* Aufgabenliste *
[1] Beantworten Sie anhand der Meldung zum Entschädigungsfonds:
(a) Welches Amt bekleidet Ali bin Samich Al Marri?
(b) Gegenüber welcher Nachrichtenagentur äußerte er sich?
(c) Welchem Betrag entspricht laut Meldung die geforderte Summe?
[2] Schreiben Sie den Abschnitt der Meldung zum Entschädigungsfonds zwischen „Menschenrechtsorganisationen hatten die“ und „mit der FIFA?“ einschließlich ab.

* Vorliegender Text *

Katar sieht Entschädigungsfonds als "Werbegag": "Wo sind die Opfer?"

FBL-WC-2022-PREPARATION
Der umstrittene Ausrichter der Fußball-WM ist gegen einen Entschädigungsfonds für auf den Baustellen getötete oder verletzte Arbeiter.

Katar hat Forderungen nach einem Entschädigungsfonds für auf den Baustellen für die Fußball-WM getötete oder verletzte Arbeiter zurückgewiesen. Der Ruf nach einem gemeinsamen Fonds Katars und des Weltverbands (FIFA) sei ein reiner "Werbe-Gag", sagte Arbeitsminister Ali bin Samich Al Marri der Nachrichtenagentur AFP.

Menschenrechtsorganisationen hatten die FIFA und Katar aufgefordert, einen Fonds in Höhe von 440 Millionen Dollar (442,34 Mio. Euro) für die Arbeitnehmer einzurichten, die während eines Einsatzes auf WM-Baustellen getötet oder verletzt worden. Die Summe entspricht den Preisgeldern für die an der Weltmeisterschaft teilnehmenden Mannschaften.

FILES-FBL-QAT-WC-2022-LABOUR-RIGHTS

Dialog mit der FIFA?

* Extrahierte Angaben *

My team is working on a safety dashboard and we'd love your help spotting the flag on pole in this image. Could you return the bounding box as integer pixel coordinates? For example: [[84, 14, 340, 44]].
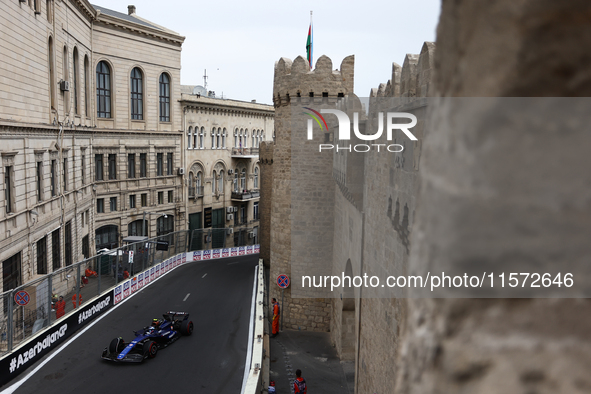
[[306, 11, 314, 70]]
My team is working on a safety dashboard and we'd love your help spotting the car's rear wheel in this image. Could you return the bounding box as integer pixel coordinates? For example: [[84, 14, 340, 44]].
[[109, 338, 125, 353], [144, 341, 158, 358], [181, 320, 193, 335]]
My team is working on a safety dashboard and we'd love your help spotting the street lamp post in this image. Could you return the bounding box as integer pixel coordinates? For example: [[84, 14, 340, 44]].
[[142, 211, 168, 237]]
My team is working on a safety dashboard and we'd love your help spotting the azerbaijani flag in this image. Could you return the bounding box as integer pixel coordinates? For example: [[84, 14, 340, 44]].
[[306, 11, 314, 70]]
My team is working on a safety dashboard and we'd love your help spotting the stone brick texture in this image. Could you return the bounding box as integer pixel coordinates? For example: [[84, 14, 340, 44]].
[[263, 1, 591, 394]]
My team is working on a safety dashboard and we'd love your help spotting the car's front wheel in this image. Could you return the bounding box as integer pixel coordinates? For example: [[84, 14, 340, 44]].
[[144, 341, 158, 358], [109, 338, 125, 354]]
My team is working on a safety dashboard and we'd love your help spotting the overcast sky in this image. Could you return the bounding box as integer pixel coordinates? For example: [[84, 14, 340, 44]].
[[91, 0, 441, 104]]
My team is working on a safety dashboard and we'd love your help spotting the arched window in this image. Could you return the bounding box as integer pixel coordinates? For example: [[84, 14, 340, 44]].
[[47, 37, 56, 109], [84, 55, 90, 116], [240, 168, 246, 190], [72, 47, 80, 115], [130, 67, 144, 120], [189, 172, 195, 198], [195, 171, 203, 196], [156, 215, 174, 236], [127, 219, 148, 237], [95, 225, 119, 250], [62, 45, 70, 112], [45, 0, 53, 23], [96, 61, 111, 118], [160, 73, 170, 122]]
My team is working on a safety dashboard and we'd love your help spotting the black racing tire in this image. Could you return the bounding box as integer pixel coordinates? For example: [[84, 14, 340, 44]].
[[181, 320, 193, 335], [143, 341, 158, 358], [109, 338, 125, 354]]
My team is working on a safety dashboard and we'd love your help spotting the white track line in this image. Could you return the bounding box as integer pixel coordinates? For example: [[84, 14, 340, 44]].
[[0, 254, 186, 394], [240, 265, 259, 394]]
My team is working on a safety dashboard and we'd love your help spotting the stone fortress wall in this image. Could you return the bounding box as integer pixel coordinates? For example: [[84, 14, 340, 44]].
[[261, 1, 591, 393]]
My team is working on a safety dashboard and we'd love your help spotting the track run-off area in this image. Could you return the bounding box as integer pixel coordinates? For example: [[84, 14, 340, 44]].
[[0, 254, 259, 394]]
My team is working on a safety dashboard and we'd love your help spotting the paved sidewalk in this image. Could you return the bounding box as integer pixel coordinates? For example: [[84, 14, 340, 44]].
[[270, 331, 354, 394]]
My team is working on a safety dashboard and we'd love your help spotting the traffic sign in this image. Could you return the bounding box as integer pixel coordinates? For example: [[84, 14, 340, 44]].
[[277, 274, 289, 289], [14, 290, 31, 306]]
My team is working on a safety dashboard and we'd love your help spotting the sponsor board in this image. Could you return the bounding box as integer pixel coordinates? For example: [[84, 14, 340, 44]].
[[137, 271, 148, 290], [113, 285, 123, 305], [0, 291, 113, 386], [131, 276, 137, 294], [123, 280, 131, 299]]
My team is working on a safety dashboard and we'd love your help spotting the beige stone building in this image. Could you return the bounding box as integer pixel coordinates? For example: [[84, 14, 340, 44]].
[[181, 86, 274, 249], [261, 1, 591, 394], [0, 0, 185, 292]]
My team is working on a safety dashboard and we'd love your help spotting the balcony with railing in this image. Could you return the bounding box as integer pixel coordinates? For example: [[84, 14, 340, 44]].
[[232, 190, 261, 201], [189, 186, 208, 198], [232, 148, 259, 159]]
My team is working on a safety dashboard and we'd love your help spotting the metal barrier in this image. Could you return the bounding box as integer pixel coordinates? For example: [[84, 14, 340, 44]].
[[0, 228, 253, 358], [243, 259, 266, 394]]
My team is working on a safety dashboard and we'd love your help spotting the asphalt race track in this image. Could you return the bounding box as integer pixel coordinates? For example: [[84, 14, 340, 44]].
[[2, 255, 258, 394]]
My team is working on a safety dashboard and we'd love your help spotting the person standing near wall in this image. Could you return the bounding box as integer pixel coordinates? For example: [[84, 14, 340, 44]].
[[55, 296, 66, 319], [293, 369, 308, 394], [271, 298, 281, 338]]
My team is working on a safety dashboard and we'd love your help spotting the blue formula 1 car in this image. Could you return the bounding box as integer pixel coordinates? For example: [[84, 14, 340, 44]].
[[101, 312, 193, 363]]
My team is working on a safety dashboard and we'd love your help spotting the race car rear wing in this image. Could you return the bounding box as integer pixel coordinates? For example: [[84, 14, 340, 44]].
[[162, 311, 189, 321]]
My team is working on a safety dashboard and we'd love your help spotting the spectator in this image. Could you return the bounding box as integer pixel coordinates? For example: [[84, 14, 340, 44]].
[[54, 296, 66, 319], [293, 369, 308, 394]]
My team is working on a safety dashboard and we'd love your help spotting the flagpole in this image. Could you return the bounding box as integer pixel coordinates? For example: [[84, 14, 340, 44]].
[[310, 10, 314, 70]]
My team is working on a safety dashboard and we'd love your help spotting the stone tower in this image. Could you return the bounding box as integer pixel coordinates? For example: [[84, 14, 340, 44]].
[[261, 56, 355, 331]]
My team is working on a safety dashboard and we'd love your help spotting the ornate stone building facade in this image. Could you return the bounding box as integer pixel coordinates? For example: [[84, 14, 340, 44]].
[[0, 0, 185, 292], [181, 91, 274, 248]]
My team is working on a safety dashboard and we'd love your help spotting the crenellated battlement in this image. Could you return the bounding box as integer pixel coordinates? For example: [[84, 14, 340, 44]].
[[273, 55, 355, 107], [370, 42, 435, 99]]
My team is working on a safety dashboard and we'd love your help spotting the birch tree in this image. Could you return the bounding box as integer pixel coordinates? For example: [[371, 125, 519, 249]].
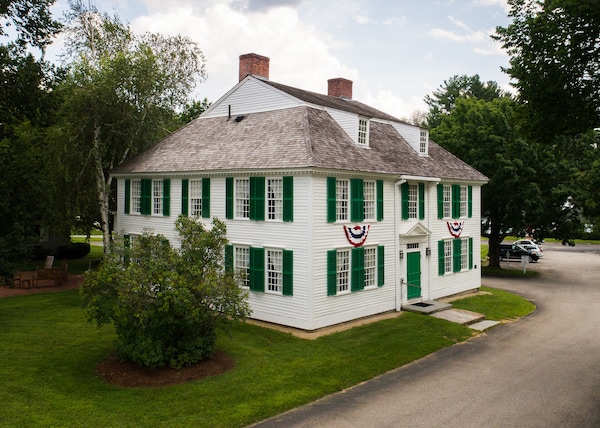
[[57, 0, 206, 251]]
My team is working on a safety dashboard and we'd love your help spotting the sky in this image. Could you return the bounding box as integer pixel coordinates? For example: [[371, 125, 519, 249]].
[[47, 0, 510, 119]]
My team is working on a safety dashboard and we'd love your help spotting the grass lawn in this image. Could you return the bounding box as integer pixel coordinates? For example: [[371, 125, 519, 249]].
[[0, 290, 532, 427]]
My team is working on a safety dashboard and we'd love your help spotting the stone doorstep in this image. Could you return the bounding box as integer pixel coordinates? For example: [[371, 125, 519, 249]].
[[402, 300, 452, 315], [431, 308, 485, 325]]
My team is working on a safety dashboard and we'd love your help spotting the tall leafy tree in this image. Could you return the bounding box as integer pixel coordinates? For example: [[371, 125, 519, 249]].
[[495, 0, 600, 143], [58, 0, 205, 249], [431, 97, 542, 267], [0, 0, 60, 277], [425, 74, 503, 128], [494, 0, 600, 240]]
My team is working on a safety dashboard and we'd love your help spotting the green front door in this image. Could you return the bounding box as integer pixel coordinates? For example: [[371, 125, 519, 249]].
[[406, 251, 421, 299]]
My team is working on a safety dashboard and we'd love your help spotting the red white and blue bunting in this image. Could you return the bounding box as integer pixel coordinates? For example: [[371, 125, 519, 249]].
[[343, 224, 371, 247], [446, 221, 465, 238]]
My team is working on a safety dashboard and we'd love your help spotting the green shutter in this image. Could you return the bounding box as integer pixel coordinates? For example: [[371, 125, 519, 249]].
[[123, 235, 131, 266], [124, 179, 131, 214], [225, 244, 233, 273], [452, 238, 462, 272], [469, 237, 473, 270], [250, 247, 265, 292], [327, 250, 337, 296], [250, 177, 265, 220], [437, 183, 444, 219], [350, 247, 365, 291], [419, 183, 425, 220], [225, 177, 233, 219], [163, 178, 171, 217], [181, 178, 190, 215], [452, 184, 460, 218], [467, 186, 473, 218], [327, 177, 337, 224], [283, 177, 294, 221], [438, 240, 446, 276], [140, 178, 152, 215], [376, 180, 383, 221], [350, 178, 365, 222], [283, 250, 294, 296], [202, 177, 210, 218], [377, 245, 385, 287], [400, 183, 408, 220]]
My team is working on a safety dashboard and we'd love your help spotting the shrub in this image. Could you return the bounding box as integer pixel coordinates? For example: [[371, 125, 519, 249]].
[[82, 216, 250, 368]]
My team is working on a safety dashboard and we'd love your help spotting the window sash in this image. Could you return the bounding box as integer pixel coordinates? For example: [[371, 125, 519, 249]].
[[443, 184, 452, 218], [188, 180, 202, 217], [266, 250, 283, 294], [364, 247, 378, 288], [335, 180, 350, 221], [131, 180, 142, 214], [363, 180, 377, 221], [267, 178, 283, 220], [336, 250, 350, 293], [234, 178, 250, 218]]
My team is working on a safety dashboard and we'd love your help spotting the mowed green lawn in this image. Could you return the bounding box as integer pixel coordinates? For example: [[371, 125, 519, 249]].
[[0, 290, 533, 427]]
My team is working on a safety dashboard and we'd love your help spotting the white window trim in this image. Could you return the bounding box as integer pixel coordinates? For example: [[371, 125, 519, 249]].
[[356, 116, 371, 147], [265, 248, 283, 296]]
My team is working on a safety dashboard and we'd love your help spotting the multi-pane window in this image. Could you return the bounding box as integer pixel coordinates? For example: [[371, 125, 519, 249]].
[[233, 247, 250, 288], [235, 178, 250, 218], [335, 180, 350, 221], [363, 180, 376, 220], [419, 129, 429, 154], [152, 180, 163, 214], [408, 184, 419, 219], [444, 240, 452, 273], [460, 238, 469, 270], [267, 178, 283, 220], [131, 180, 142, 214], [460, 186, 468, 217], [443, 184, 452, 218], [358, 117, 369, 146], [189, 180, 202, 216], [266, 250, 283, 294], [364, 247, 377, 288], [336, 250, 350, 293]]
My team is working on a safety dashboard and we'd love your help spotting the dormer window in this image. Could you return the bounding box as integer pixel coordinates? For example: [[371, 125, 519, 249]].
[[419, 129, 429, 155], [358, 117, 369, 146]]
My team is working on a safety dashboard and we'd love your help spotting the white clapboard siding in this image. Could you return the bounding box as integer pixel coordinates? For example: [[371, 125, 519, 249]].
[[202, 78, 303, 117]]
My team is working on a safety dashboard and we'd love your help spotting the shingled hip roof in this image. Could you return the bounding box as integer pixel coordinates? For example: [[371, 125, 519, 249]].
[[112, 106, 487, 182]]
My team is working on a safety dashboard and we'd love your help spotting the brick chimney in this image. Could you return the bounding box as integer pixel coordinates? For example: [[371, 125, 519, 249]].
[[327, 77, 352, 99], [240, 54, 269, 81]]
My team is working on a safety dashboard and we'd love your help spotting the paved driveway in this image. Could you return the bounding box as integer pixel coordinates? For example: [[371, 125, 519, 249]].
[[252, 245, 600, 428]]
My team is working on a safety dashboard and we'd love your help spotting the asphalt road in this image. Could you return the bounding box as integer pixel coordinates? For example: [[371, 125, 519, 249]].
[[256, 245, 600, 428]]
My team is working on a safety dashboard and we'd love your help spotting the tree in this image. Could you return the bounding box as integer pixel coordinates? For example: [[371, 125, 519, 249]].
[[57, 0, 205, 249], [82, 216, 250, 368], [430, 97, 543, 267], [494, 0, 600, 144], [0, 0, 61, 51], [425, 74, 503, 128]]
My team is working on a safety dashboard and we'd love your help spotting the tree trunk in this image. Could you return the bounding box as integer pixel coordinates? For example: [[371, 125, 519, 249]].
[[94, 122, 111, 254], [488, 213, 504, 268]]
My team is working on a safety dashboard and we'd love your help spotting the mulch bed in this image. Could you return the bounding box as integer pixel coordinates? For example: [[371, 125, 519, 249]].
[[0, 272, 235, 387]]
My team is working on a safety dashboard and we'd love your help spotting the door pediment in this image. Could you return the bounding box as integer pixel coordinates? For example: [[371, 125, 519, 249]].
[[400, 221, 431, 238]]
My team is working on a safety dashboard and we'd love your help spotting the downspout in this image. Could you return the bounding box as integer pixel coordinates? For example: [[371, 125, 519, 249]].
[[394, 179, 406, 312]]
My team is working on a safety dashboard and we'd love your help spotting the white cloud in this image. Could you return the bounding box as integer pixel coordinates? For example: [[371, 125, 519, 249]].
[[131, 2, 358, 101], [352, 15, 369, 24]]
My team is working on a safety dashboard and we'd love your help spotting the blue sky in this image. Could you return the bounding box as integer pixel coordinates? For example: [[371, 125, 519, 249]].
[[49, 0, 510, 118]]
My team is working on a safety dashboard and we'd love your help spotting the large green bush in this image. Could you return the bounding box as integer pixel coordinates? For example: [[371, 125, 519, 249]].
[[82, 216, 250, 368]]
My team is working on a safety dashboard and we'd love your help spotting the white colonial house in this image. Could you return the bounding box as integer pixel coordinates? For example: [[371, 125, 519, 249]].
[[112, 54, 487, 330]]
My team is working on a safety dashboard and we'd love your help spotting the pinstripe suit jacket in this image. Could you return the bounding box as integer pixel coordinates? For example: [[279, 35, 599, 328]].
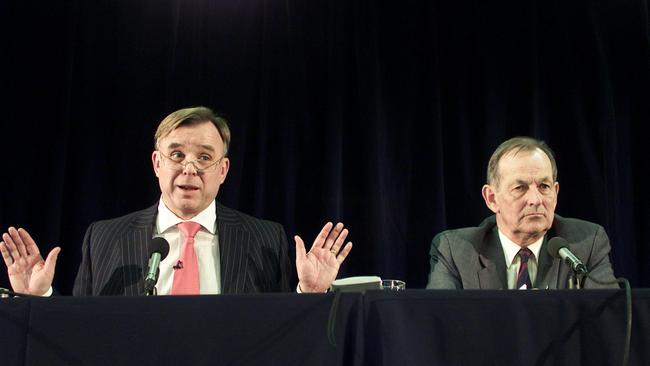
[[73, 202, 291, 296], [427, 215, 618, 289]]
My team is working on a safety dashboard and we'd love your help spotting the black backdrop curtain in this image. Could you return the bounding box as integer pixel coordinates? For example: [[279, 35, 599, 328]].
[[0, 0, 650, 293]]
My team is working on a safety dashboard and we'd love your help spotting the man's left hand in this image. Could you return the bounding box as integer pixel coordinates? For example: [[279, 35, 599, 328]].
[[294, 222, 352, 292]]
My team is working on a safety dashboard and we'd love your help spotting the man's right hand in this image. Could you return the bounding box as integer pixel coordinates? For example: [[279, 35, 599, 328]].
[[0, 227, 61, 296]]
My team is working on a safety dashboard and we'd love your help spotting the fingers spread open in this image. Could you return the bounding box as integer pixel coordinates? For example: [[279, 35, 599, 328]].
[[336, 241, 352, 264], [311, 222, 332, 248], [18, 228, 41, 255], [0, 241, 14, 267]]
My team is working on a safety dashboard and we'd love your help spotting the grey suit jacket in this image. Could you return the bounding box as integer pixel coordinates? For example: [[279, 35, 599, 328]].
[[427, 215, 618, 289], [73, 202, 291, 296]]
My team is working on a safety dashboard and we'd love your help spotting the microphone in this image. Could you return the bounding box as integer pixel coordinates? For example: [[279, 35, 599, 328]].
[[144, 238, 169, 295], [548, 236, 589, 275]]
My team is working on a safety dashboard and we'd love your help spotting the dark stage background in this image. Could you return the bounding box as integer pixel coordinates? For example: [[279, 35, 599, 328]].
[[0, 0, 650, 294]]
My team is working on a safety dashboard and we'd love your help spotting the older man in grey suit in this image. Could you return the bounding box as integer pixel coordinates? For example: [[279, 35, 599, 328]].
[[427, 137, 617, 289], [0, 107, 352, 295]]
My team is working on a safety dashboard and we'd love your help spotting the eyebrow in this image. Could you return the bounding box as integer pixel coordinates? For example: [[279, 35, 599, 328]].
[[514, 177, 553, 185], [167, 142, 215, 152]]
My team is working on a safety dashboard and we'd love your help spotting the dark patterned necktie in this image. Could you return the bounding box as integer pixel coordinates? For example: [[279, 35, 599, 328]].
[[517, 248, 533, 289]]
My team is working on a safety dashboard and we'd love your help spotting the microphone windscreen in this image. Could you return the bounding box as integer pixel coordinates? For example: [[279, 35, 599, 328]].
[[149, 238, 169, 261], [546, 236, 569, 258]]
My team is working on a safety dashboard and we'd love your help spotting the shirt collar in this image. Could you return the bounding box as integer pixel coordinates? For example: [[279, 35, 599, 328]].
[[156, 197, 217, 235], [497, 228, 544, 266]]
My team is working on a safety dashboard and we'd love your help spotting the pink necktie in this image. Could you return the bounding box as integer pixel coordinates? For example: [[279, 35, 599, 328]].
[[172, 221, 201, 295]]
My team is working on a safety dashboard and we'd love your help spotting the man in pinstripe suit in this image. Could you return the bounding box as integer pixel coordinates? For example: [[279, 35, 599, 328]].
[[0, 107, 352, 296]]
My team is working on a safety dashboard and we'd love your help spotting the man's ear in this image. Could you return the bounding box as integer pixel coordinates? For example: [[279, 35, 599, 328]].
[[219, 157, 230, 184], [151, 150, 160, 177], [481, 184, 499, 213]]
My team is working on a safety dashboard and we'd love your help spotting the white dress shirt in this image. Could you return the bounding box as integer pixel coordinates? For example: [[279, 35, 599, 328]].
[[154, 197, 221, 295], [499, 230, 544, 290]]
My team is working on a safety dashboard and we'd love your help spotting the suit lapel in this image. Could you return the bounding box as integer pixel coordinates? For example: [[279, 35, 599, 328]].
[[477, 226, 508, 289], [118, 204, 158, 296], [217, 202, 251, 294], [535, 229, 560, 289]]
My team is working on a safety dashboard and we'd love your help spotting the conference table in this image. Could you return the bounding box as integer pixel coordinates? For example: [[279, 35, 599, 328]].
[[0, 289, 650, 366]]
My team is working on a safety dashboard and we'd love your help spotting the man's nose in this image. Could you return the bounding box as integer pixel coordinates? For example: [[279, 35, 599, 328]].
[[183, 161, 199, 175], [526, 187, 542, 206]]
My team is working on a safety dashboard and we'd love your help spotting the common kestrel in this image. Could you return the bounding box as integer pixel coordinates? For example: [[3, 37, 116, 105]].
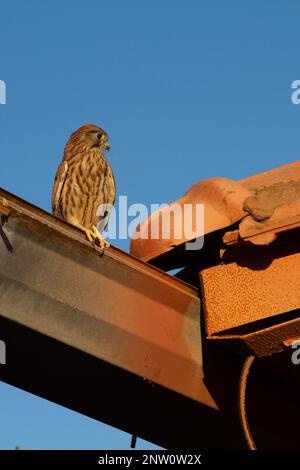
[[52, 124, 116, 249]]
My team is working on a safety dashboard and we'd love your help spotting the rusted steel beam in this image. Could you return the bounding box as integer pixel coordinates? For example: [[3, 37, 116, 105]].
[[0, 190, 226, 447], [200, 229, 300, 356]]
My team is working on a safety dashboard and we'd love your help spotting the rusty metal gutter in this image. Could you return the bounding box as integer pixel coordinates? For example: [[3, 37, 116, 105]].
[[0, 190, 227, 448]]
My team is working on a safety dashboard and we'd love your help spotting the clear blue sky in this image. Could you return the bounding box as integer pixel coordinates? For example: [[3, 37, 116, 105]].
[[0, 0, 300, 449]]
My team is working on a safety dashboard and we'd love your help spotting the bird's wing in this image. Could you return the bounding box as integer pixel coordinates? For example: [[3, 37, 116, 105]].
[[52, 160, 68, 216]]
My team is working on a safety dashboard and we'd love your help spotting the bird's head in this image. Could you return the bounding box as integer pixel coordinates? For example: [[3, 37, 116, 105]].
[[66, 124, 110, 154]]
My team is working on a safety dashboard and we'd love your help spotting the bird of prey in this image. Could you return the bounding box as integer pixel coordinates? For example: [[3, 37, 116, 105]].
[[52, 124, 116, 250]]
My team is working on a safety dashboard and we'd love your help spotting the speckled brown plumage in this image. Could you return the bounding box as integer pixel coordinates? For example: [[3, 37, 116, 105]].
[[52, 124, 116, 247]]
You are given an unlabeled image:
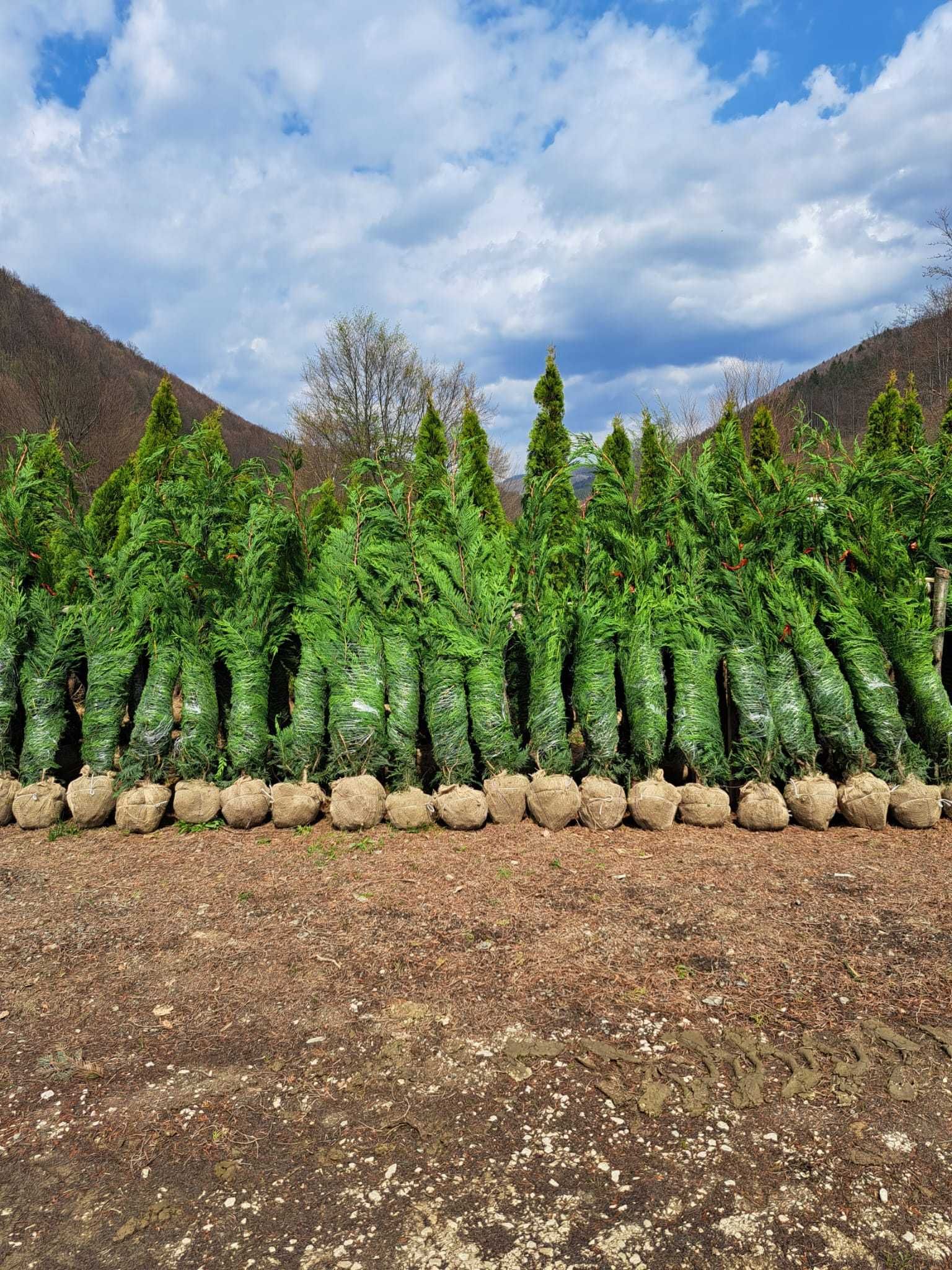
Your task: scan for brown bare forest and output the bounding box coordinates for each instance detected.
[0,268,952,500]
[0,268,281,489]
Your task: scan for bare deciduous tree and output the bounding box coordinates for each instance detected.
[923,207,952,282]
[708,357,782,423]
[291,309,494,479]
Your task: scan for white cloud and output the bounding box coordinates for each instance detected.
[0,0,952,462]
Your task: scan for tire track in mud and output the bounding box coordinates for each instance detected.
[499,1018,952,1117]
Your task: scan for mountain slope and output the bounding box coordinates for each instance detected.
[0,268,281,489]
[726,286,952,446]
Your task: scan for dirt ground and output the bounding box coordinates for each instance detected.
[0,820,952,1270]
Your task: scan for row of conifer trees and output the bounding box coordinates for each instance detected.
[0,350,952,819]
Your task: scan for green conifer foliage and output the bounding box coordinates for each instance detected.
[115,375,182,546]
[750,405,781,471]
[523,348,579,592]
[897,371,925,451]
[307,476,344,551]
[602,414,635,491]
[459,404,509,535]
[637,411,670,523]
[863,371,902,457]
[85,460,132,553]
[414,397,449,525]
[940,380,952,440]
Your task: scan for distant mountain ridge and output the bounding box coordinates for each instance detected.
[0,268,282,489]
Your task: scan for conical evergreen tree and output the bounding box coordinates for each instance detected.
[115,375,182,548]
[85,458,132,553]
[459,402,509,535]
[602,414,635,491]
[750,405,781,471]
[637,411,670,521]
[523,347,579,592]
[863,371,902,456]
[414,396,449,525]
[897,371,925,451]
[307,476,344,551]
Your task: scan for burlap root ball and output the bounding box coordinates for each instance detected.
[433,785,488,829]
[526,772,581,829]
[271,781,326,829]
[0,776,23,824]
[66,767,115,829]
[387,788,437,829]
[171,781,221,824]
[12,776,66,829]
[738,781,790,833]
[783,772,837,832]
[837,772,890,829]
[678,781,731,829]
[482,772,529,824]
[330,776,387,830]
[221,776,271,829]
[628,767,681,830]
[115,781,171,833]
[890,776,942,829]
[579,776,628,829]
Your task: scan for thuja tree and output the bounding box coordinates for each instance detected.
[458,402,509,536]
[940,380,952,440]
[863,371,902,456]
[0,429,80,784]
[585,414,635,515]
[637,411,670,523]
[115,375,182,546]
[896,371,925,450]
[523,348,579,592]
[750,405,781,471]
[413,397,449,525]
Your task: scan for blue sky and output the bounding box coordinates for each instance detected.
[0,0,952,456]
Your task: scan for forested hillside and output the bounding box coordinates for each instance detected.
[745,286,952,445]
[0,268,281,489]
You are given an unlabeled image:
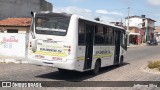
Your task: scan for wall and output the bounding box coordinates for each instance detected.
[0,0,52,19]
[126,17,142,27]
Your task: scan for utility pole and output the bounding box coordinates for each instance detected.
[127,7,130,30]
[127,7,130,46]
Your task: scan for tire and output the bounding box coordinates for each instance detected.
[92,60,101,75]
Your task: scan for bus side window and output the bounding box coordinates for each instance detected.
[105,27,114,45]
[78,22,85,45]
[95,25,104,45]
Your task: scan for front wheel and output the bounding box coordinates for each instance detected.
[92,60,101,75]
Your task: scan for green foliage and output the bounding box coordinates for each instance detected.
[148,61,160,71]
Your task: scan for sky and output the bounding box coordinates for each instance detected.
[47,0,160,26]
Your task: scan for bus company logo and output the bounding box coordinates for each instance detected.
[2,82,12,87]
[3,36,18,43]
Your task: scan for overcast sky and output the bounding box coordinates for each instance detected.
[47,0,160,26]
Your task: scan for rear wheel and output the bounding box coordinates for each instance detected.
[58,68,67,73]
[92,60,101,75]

* Lösungen *
[1]
(a) Er ist Arbeitsminister.
(b) Gegenüber der Nachrichtenagentur AFP.
(c) Den Preisgeldern für die an der Weltmeisterschaft teilnehmenden Mannschaften.

[2]
Menschenrechtsorganisationen hatten die FIFA und Katar aufgefordert, einen Fonds in Höhe von 440 Millionen Dollar (442,34 Mio. Euro) für die Arbeitnehmer einzurichten, die während eines Einsatzes auf WM-Baustellen getötet oder verletzt worden. Die Summe entspricht den Preisgeldern für die an der Weltmeisterschaft teilnehmenden Mannschaften.

FILES-FBL-QAT-WC-2022-LABOUR-RIGHTS

Dialog mit der FIFA?